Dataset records
Start

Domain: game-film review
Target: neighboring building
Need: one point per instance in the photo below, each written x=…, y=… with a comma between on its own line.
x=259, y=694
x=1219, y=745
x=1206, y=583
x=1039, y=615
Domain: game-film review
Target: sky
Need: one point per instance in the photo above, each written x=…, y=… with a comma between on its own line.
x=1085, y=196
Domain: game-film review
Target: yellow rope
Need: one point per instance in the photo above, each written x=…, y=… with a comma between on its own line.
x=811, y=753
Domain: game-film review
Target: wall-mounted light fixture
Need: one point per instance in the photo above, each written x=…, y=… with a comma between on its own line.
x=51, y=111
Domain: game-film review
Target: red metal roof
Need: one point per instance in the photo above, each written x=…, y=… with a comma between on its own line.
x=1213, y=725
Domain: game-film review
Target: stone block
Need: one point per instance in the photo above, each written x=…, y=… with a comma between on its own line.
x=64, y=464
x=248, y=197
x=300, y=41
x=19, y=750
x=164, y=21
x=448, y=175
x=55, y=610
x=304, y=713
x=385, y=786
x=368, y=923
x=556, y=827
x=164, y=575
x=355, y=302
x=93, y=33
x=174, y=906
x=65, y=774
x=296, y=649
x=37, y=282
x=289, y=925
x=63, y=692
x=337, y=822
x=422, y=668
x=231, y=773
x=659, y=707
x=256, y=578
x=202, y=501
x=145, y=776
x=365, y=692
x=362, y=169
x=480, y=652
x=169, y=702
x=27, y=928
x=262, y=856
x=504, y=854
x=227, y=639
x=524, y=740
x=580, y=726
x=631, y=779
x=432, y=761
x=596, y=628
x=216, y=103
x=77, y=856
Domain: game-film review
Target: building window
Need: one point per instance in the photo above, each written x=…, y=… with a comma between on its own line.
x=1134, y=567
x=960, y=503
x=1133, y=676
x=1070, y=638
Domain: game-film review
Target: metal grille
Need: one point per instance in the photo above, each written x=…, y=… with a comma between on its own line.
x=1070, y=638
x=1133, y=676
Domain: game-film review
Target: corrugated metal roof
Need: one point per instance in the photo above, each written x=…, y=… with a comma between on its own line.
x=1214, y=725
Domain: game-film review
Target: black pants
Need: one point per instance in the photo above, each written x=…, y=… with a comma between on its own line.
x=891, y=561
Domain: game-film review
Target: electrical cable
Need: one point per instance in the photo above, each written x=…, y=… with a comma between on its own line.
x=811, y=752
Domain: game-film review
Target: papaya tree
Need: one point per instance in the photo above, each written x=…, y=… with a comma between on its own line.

End

### [Work to be completed]
Convert all the entries above into a JSON list of strings, with one string per line and blank lines left out.

### [Solution to this exercise]
[
  "Domain: game-film review",
  "Target: neighboring building",
  "Need: one point per instance in the photo below, each written x=…, y=… with a comma between on its own line.",
  "x=259, y=694",
  "x=1219, y=745",
  "x=1206, y=583",
  "x=1039, y=615",
  "Domain: game-film review",
  "Target: sky",
  "Need: one point per instance in the photo above, each written x=…, y=… with a comma between on its own line.",
  "x=1085, y=196",
  "Domain: game-film review",
  "Target: yellow rope",
  "Need: one point per instance in the photo above, each written x=…, y=… with a comma between on its own line.",
  "x=811, y=753",
  "Domain: game-film review",
  "Target: wall-mounted light fixture",
  "Need: one point per instance in the photo above, each written x=…, y=… with a comma between on its own line.",
  "x=51, y=111",
  "Domain: game-film review",
  "Target: red metal roof",
  "Need: one point per instance in the photo above, each written x=…, y=… with a comma between on its own line.",
  "x=1213, y=725",
  "Domain: game-film review",
  "Target: stone block",
  "Need: one point per instance in the photo above, each written x=…, y=… with a comma between on its own line.",
  "x=64, y=464",
  "x=248, y=197",
  "x=300, y=41",
  "x=19, y=750",
  "x=164, y=21",
  "x=448, y=175",
  "x=55, y=610",
  "x=304, y=713",
  "x=385, y=786",
  "x=368, y=923",
  "x=556, y=827",
  "x=164, y=575",
  "x=355, y=302",
  "x=93, y=33",
  "x=174, y=906",
  "x=65, y=774",
  "x=296, y=649",
  "x=37, y=282",
  "x=289, y=925",
  "x=63, y=692",
  "x=337, y=822",
  "x=422, y=668",
  "x=231, y=773",
  "x=659, y=707",
  "x=256, y=578",
  "x=202, y=501",
  "x=145, y=776",
  "x=365, y=692",
  "x=362, y=169",
  "x=480, y=652",
  "x=169, y=702",
  "x=27, y=928",
  "x=262, y=856",
  "x=504, y=854",
  "x=227, y=639",
  "x=524, y=740",
  "x=580, y=726",
  "x=631, y=779",
  "x=432, y=761",
  "x=596, y=628",
  "x=216, y=103",
  "x=77, y=856",
  "Domain: game-film review",
  "Target: building window",
  "Need: one point per instance in the photo above, each written x=…, y=… with a comma between on its own line.",
  "x=1134, y=567",
  "x=960, y=503",
  "x=1133, y=676",
  "x=1070, y=638",
  "Domain: game-film review",
  "Target: metal grille",
  "Need: one point per instance in the photo above, each written x=…, y=… with a comma between on its own line.",
  "x=1070, y=638",
  "x=1133, y=676",
  "Domain: game-film review",
  "Target: corrugated metal roof",
  "Need: one point per instance in the photo above, each written x=…, y=… with a comma between on its own line.",
  "x=1214, y=725",
  "Domain: game-film review",
  "Target: black pants",
  "Need: one point per instance in the photo above, each written x=…, y=… with a comma between on its own line.",
  "x=891, y=561",
  "Domain: game-film review",
  "Target: electrical cable",
  "Need: one point per instance in the photo above, each written x=…, y=… with a comma between on its own line.",
  "x=811, y=752",
  "Domain: game-film review",
  "Target: papaya tree",
  "Need: one point per instance in the photo above, each written x=…, y=… with a comma between on its own line."
]